▶ [Selected excerpt]:
※ ※ ※

The charbagh or “four gardens” layout is a reference to the four gardens of paradise described in the Quran. This concept gave rise to a highly structured method of landscape organization that was popularized in the Persia of antiquity. One of the hallmarks of the charbagh is the four-part layout with axial paths that intersect at the very center. Additionally, beautiful walkways or elaborate water features divide the charbagh sections into smaller parts. These gardens give evidence of the influence of Zoroastrianism, with a heavy emphasis on the elements of nature.

Mughal gardens: Mughal gardens, Garden encompassing the Mausoleum of Emperor Jahangir, Punjab, Pakistan
Garden encompassing the Mausoleum of Emperor Jahangir, Punjab, Pakistan. Photo by Aizad Sayid via Wikimedia Commons (CC BY-SA 4.0).

Places of Refuge

Gardens are often contemplated as places of respite from the hustle and bustle of life and a retreat from the world. Mughal gardens also were intended as an oasis and shelter from the harsh elements as well as a place to be closer to God. An inward orientation and a walled enclosure are important aspects of Mughal gardens.

※ ※ ※

▶ [Data under study]:
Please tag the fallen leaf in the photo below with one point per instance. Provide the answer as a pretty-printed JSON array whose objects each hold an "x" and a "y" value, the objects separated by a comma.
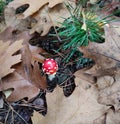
[
  {"x": 34, "y": 6},
  {"x": 7, "y": 59},
  {"x": 80, "y": 108},
  {"x": 31, "y": 67},
  {"x": 48, "y": 17},
  {"x": 11, "y": 20},
  {"x": 111, "y": 47},
  {"x": 111, "y": 94},
  {"x": 22, "y": 88}
]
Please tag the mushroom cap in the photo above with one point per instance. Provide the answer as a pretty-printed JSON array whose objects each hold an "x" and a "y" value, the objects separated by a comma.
[{"x": 50, "y": 66}]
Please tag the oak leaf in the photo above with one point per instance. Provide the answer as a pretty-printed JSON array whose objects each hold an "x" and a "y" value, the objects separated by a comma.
[
  {"x": 7, "y": 59},
  {"x": 111, "y": 47}
]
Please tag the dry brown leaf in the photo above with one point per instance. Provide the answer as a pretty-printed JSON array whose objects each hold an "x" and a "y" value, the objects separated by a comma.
[
  {"x": 7, "y": 59},
  {"x": 111, "y": 94},
  {"x": 21, "y": 87},
  {"x": 34, "y": 6},
  {"x": 80, "y": 108},
  {"x": 48, "y": 17},
  {"x": 111, "y": 47},
  {"x": 11, "y": 20}
]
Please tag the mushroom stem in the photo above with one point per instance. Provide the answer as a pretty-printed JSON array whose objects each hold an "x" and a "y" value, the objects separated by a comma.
[{"x": 51, "y": 76}]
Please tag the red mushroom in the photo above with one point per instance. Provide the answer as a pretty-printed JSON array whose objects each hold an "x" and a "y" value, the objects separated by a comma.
[{"x": 50, "y": 67}]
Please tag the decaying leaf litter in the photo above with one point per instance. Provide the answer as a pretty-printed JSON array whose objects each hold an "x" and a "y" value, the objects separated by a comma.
[{"x": 95, "y": 100}]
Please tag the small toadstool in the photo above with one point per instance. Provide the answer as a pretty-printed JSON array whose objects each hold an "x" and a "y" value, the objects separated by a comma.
[{"x": 50, "y": 67}]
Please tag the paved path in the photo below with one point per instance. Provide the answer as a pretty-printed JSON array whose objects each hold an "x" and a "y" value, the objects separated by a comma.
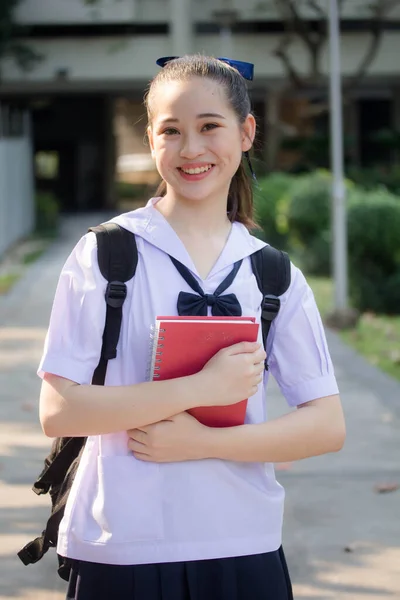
[{"x": 331, "y": 503}]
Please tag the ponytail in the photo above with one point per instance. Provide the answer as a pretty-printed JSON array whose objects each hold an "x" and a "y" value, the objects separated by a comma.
[{"x": 240, "y": 198}]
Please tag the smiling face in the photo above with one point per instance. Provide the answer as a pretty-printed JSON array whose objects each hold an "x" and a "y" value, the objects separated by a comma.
[{"x": 196, "y": 138}]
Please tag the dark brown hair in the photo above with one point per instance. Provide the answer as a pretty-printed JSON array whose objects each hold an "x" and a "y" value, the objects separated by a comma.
[{"x": 240, "y": 196}]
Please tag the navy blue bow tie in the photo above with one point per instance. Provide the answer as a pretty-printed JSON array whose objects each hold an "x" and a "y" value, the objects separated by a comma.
[{"x": 195, "y": 305}]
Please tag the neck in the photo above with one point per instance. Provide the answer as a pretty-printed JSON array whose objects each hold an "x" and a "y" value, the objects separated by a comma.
[{"x": 206, "y": 217}]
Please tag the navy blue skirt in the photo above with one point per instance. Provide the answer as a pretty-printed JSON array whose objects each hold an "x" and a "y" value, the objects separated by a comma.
[{"x": 256, "y": 577}]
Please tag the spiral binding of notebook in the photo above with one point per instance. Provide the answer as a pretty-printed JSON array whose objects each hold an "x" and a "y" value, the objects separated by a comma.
[{"x": 181, "y": 346}]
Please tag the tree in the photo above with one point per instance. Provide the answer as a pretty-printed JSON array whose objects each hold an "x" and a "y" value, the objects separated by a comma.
[
  {"x": 307, "y": 21},
  {"x": 10, "y": 44}
]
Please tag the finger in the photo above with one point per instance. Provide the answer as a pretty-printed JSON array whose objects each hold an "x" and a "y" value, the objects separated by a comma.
[
  {"x": 244, "y": 348},
  {"x": 138, "y": 436}
]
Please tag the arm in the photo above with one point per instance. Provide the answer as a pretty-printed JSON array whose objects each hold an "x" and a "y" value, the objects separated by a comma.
[
  {"x": 300, "y": 362},
  {"x": 70, "y": 409},
  {"x": 317, "y": 427}
]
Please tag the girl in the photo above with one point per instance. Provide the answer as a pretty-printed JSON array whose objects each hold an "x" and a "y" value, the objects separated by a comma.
[{"x": 163, "y": 507}]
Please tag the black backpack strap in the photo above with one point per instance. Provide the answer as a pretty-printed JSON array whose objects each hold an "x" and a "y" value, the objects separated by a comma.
[
  {"x": 117, "y": 257},
  {"x": 271, "y": 268}
]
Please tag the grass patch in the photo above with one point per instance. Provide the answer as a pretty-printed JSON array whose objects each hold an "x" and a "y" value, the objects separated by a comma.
[
  {"x": 376, "y": 337},
  {"x": 7, "y": 281}
]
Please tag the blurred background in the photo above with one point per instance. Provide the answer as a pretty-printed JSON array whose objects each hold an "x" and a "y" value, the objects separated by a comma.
[
  {"x": 72, "y": 124},
  {"x": 73, "y": 152}
]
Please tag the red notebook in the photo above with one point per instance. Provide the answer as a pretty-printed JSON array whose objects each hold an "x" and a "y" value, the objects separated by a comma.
[{"x": 183, "y": 345}]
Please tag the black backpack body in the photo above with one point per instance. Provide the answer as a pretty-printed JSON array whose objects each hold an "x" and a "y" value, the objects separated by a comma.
[{"x": 117, "y": 258}]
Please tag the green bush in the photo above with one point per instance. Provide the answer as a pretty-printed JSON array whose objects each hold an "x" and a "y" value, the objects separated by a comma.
[
  {"x": 308, "y": 216},
  {"x": 371, "y": 179},
  {"x": 47, "y": 213},
  {"x": 374, "y": 252},
  {"x": 270, "y": 197}
]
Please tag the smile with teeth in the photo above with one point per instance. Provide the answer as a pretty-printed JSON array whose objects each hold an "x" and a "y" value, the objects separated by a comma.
[{"x": 197, "y": 170}]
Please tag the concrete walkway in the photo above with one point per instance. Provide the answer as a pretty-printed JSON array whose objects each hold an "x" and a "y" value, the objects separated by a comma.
[{"x": 342, "y": 538}]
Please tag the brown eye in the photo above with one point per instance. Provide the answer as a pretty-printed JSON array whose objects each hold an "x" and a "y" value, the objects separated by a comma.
[{"x": 210, "y": 126}]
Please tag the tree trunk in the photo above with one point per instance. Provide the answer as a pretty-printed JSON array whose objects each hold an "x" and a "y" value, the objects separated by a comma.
[{"x": 274, "y": 127}]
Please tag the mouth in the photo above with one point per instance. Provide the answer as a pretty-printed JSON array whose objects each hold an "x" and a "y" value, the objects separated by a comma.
[{"x": 195, "y": 173}]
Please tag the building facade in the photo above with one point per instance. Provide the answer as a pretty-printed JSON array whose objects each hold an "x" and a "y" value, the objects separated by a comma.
[{"x": 85, "y": 94}]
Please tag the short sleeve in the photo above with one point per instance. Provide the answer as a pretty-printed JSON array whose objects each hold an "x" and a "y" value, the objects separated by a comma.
[
  {"x": 299, "y": 358},
  {"x": 73, "y": 342}
]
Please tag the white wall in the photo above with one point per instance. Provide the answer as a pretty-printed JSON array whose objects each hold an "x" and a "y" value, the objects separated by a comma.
[
  {"x": 16, "y": 190},
  {"x": 114, "y": 11},
  {"x": 45, "y": 12},
  {"x": 132, "y": 59}
]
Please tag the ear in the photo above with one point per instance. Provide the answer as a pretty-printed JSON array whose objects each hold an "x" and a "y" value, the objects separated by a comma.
[
  {"x": 248, "y": 132},
  {"x": 150, "y": 138}
]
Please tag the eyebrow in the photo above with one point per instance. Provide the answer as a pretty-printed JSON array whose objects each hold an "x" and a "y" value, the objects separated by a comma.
[{"x": 201, "y": 116}]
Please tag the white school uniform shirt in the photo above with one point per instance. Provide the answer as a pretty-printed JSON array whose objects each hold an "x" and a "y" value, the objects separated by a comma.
[{"x": 124, "y": 511}]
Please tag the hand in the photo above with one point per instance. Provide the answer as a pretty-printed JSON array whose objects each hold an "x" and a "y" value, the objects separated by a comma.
[
  {"x": 234, "y": 373},
  {"x": 174, "y": 440}
]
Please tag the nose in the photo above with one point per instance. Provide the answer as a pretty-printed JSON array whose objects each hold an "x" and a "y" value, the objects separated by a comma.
[{"x": 192, "y": 146}]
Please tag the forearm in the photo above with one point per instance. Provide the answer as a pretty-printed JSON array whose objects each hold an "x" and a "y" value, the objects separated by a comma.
[
  {"x": 310, "y": 431},
  {"x": 69, "y": 409}
]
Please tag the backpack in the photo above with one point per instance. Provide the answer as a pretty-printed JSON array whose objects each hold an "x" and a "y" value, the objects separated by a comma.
[{"x": 117, "y": 258}]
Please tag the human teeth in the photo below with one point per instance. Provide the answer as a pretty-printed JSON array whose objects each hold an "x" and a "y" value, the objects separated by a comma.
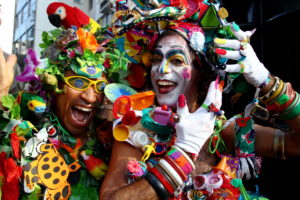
[
  {"x": 165, "y": 83},
  {"x": 84, "y": 109}
]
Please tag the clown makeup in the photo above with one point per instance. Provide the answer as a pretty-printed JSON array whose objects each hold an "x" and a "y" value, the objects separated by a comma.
[
  {"x": 171, "y": 69},
  {"x": 76, "y": 109}
]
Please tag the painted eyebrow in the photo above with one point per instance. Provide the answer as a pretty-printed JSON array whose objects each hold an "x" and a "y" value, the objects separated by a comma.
[
  {"x": 177, "y": 51},
  {"x": 158, "y": 51}
]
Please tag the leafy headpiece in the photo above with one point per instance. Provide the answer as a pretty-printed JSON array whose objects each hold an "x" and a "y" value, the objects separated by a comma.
[{"x": 86, "y": 53}]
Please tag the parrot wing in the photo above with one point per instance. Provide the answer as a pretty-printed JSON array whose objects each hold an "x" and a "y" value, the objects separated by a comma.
[{"x": 81, "y": 17}]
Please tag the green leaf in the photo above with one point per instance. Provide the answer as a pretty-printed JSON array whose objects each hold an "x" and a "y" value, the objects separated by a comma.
[
  {"x": 43, "y": 45},
  {"x": 81, "y": 62},
  {"x": 56, "y": 32},
  {"x": 44, "y": 37},
  {"x": 87, "y": 53},
  {"x": 5, "y": 148},
  {"x": 8, "y": 101},
  {"x": 15, "y": 112}
]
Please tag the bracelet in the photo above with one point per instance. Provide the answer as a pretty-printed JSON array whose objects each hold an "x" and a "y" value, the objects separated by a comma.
[
  {"x": 185, "y": 155},
  {"x": 283, "y": 91},
  {"x": 181, "y": 173},
  {"x": 167, "y": 177},
  {"x": 178, "y": 156},
  {"x": 171, "y": 172},
  {"x": 293, "y": 110},
  {"x": 292, "y": 94},
  {"x": 162, "y": 179},
  {"x": 279, "y": 142},
  {"x": 272, "y": 90},
  {"x": 157, "y": 186},
  {"x": 274, "y": 94},
  {"x": 283, "y": 101}
]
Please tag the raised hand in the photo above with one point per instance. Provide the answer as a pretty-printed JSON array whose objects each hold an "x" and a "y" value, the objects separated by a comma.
[
  {"x": 6, "y": 72},
  {"x": 195, "y": 128},
  {"x": 254, "y": 71}
]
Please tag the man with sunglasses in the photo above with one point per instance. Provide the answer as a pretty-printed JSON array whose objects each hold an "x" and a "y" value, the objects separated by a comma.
[{"x": 59, "y": 152}]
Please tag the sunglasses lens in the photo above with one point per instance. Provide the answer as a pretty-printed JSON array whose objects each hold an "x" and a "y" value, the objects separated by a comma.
[
  {"x": 79, "y": 83},
  {"x": 101, "y": 85}
]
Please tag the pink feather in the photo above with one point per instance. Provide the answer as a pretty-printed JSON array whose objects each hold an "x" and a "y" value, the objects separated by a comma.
[{"x": 31, "y": 63}]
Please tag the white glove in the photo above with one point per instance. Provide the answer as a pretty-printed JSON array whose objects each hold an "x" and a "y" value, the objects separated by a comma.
[
  {"x": 194, "y": 129},
  {"x": 254, "y": 71}
]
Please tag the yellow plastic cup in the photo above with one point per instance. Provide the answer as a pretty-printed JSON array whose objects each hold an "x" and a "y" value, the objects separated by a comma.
[{"x": 121, "y": 132}]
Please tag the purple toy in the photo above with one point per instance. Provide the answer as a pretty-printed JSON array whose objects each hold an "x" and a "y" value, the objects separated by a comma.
[{"x": 31, "y": 63}]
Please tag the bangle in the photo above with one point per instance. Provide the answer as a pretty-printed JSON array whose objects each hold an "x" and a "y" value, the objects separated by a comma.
[
  {"x": 181, "y": 160},
  {"x": 157, "y": 186},
  {"x": 275, "y": 93},
  {"x": 293, "y": 110},
  {"x": 181, "y": 173},
  {"x": 283, "y": 101},
  {"x": 171, "y": 172},
  {"x": 185, "y": 155},
  {"x": 272, "y": 90},
  {"x": 279, "y": 142},
  {"x": 167, "y": 177},
  {"x": 163, "y": 180},
  {"x": 276, "y": 99}
]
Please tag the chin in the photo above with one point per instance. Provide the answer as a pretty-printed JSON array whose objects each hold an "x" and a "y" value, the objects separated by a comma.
[{"x": 167, "y": 99}]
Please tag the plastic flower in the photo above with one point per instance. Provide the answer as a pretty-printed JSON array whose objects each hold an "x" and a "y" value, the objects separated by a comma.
[
  {"x": 133, "y": 166},
  {"x": 87, "y": 40},
  {"x": 242, "y": 122},
  {"x": 10, "y": 174}
]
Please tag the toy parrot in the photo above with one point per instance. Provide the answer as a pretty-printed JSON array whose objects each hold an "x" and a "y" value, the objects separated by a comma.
[{"x": 61, "y": 14}]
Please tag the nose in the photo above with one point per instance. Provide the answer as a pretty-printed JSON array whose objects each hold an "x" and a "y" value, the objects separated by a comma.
[
  {"x": 164, "y": 67},
  {"x": 89, "y": 95}
]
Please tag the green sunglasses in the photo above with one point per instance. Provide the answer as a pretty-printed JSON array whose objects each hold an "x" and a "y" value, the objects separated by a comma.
[{"x": 82, "y": 83}]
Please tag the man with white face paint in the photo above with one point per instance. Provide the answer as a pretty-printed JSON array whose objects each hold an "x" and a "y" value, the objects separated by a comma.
[
  {"x": 171, "y": 70},
  {"x": 184, "y": 84}
]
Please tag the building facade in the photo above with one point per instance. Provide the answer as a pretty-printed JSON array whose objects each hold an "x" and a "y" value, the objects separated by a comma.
[{"x": 31, "y": 20}]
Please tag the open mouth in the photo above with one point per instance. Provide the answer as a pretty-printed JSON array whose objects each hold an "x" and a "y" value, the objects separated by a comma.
[
  {"x": 165, "y": 86},
  {"x": 81, "y": 115}
]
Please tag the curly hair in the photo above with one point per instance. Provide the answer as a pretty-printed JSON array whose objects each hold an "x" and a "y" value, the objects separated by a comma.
[{"x": 199, "y": 64}]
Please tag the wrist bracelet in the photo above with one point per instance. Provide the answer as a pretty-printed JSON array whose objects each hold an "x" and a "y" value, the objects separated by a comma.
[
  {"x": 185, "y": 155},
  {"x": 283, "y": 91},
  {"x": 272, "y": 90},
  {"x": 162, "y": 179},
  {"x": 157, "y": 186},
  {"x": 278, "y": 145},
  {"x": 181, "y": 160},
  {"x": 171, "y": 172},
  {"x": 283, "y": 101},
  {"x": 275, "y": 93},
  {"x": 181, "y": 173},
  {"x": 293, "y": 110}
]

※ ※ ※

▶ [Work task 1]:
Translate this sentence from the Mughal gardens text into Spanish: "An inward orientation and a walled enclosure are important aspects of Mughal gardens."
▶ [Work task 2]:
Retype the portion of the Mughal gardens text starting with "Mughal gardens: Mughal" and going on through "of Mughal gardens.".
The data come from a separate source, unrelated to the Mughal gardens text.

▶ [Response box 1]:
Una orientación hacia el interior y un recinto amurallado son aspectos importantes de los jardines mogoles.

▶ [Response box 2]:
Mughal gardens: Mughal gardens, Garden encompassing the Mausoleum of Emperor Jahangir, Punjab, Pakistan
Garden encompassing the Mausoleum of Emperor Jahangir, Punjab, Pakistan. Photo by Aizad Sayid via Wikimedia Commons (CC BY-SA 4.0).

Places of Refuge

Gardens are often contemplated as places of respite from the hustle and bustle of life and a retreat from the world. Mughal gardens also were intended as an oasis and shelter from the harsh elements as well as a place to be closer to God. An inward orientation and a walled enclosure are important aspects of Mughal gardens.